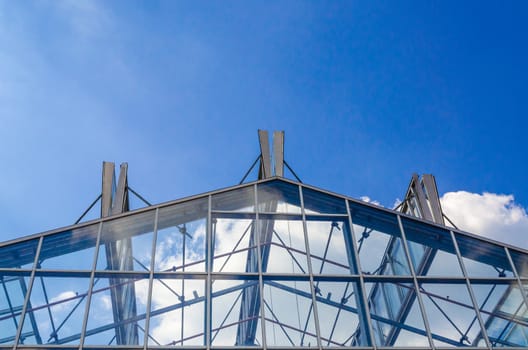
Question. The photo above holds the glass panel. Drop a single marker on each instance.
(234, 242)
(451, 315)
(181, 239)
(177, 312)
(19, 255)
(282, 246)
(126, 243)
(289, 314)
(379, 242)
(338, 314)
(483, 259)
(520, 260)
(396, 317)
(278, 196)
(239, 200)
(236, 317)
(320, 202)
(57, 307)
(122, 300)
(13, 291)
(503, 312)
(432, 249)
(330, 246)
(72, 250)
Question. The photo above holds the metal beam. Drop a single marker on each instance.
(265, 156)
(278, 152)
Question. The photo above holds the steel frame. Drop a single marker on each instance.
(256, 278)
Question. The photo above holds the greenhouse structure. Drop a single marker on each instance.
(268, 264)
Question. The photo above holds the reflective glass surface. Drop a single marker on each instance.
(271, 265)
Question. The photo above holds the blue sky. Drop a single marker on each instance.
(367, 92)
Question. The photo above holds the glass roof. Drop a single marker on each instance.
(271, 264)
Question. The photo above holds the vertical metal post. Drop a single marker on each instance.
(278, 152)
(433, 198)
(151, 279)
(259, 264)
(518, 277)
(470, 290)
(265, 160)
(208, 286)
(415, 282)
(90, 286)
(108, 180)
(28, 294)
(310, 272)
(365, 320)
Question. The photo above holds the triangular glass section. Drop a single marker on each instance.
(483, 259)
(57, 305)
(126, 243)
(181, 231)
(237, 200)
(231, 323)
(289, 314)
(431, 248)
(69, 250)
(234, 244)
(330, 248)
(278, 196)
(19, 255)
(318, 202)
(282, 246)
(13, 290)
(379, 242)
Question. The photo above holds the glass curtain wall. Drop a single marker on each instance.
(274, 264)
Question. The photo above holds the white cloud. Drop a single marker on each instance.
(491, 215)
(369, 200)
(63, 305)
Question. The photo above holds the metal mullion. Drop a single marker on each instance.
(28, 293)
(90, 286)
(259, 266)
(363, 305)
(309, 260)
(151, 280)
(519, 282)
(471, 294)
(415, 282)
(208, 267)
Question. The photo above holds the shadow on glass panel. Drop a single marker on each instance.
(379, 243)
(289, 314)
(432, 249)
(483, 259)
(180, 244)
(13, 290)
(236, 316)
(278, 197)
(19, 255)
(234, 242)
(117, 311)
(330, 246)
(57, 306)
(395, 314)
(126, 243)
(503, 312)
(316, 202)
(239, 200)
(282, 245)
(520, 260)
(452, 317)
(338, 313)
(177, 312)
(72, 249)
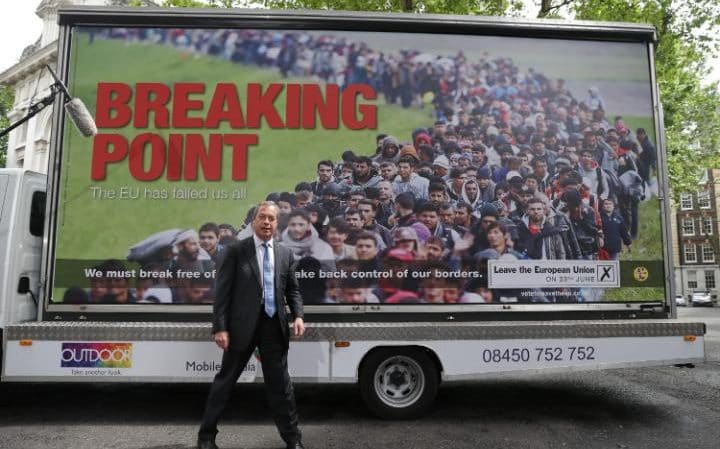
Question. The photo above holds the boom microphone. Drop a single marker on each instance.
(76, 110)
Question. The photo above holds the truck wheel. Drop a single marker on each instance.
(399, 383)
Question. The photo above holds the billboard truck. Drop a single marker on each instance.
(463, 196)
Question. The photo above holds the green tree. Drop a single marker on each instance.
(7, 97)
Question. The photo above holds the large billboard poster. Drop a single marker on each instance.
(408, 168)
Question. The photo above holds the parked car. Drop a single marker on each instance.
(701, 298)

◇ ◇ ◇

- WORK TO BE COMPLETED -
Where the line containing "Question. The photo above holds the parked" appears in the records above, begin there and print every line through the last, exactly and with nothing else.

- WORKED SOLUTION -
Question. The photo above holds the parked car. Drop a single marker on each instance.
(701, 298)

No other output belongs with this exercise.